Please reproduce the listing below line for line, changing nothing.

(Labeled shape listing)

== == ==

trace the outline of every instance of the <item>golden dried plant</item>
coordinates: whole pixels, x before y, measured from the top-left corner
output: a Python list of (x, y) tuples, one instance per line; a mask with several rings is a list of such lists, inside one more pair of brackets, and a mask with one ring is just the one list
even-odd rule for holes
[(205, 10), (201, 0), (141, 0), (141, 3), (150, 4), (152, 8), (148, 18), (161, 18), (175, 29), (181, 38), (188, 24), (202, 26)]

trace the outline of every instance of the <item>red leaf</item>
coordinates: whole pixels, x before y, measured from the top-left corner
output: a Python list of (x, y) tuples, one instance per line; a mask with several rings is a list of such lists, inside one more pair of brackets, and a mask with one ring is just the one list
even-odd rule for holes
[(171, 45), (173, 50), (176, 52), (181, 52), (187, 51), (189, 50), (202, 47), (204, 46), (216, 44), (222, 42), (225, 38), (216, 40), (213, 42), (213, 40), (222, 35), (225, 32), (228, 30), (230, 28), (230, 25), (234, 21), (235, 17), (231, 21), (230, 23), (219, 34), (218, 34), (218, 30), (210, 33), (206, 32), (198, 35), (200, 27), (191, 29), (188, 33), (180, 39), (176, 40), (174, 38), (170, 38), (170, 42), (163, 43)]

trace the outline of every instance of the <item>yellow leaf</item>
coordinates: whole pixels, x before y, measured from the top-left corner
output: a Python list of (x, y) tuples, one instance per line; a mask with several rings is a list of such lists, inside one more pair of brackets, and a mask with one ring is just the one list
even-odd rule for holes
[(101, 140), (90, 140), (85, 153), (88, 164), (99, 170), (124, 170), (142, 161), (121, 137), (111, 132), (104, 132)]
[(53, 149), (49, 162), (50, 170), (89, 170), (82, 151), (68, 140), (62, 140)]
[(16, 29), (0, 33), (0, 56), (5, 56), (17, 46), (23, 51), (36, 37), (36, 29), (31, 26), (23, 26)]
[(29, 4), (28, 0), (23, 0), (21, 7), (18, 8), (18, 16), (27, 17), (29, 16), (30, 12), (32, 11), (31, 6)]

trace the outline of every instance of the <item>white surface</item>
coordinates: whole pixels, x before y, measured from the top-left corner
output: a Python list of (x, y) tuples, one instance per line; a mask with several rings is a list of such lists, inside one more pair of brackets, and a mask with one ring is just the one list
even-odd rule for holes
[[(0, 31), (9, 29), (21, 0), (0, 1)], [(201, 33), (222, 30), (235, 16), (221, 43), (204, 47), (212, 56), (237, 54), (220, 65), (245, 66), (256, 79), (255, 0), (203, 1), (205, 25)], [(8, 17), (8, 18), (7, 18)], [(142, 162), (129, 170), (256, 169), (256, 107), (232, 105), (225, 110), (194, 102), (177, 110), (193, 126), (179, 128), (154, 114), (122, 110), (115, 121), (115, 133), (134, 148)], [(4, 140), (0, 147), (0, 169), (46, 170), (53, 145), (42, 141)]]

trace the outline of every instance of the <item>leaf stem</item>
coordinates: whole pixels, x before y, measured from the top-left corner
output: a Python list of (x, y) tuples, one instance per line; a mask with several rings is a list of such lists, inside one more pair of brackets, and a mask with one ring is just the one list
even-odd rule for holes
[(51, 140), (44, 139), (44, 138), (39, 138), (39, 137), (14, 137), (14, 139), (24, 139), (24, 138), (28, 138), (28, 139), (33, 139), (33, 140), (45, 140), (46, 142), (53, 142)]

== == ==

> ANSWER TO THE PROBLEM
trace the outline of every instance of the <item>golden dried plant</item>
coordinates: whole pixels, x before y, measured from the top-left corner
output: a Python list of (x, y) tuples, one instance per line; a mask with several rings is a list of such lists, inside one more pair of brackets, and a mask with one ring is just the one list
even-odd rule for holes
[(205, 10), (201, 0), (141, 0), (141, 3), (150, 4), (152, 8), (148, 18), (161, 18), (175, 29), (181, 38), (188, 24), (202, 26)]

trace the outline of every instance of the <item>red leaf</item>
coordinates: whole pixels, x before y, measured from the top-left corner
output: a Python list of (x, y) tuples, one instance per line; a mask with several rings is a list of such lists, inside one more pair of brackets, and a mask with one ring is just the one list
even-odd rule for holes
[(171, 45), (173, 50), (176, 52), (181, 52), (187, 51), (189, 50), (202, 47), (204, 46), (216, 44), (222, 42), (225, 38), (216, 40), (213, 42), (213, 40), (222, 35), (225, 32), (228, 30), (230, 28), (230, 25), (234, 21), (235, 17), (231, 21), (230, 23), (219, 34), (218, 34), (218, 30), (210, 33), (206, 32), (198, 35), (200, 27), (191, 29), (188, 33), (180, 39), (176, 40), (174, 38), (170, 38), (170, 42), (163, 43)]

trace the outline of every instance of the <item>yellow leaf</item>
coordinates: whole pixels, x before y, measured from the top-left corner
output: a Python list of (x, y) tuples, one instance per line; a mask with several rings is a list of such lists, inside one more pair of brackets, and a mask with one ring is just the one list
even-odd rule for holes
[(101, 140), (90, 140), (85, 153), (88, 164), (99, 170), (124, 170), (142, 161), (121, 137), (111, 132), (104, 132)]
[(53, 149), (49, 162), (50, 170), (89, 170), (82, 151), (68, 140), (62, 140)]
[(16, 29), (0, 33), (0, 56), (5, 56), (17, 46), (23, 51), (36, 37), (36, 29), (31, 26), (23, 26)]
[(29, 4), (28, 0), (23, 0), (21, 7), (18, 8), (18, 16), (27, 17), (29, 16), (30, 12), (32, 11), (31, 6)]

trace the outline of every instance of the <item>white surface</item>
coordinates: whole pixels, x before y, measured from the top-left corner
output: a Python list of (x, y) tuples, one instance per line; a mask with several rings is a list of such lists, inside one more pair of brackets, and a mask with one ring is just the one list
even-odd rule for holes
[[(0, 31), (9, 29), (21, 0), (0, 1)], [(201, 33), (222, 30), (235, 16), (221, 43), (204, 47), (212, 56), (237, 54), (220, 65), (245, 66), (256, 79), (255, 0), (203, 1), (205, 25)], [(8, 17), (8, 18), (7, 18)], [(142, 162), (129, 170), (256, 169), (256, 107), (232, 105), (225, 110), (194, 102), (177, 110), (193, 126), (179, 128), (154, 114), (122, 110), (115, 121), (115, 133), (134, 148)], [(4, 140), (0, 147), (0, 169), (46, 170), (53, 145), (42, 141)]]

trace the outline of every instance of the <item>leaf stem</item>
coordinates: whole pixels, x before y, measured from the top-left corner
output: a Python list of (x, y) tuples, one instance per line; a mask with several rings is a list of such lists, inside one more pair of brackets, and a mask with one ring is just the one list
even-odd rule for holes
[(51, 140), (44, 139), (44, 138), (39, 138), (39, 137), (14, 137), (14, 139), (24, 139), (24, 138), (28, 138), (28, 139), (33, 139), (33, 140), (45, 140), (46, 142), (53, 142)]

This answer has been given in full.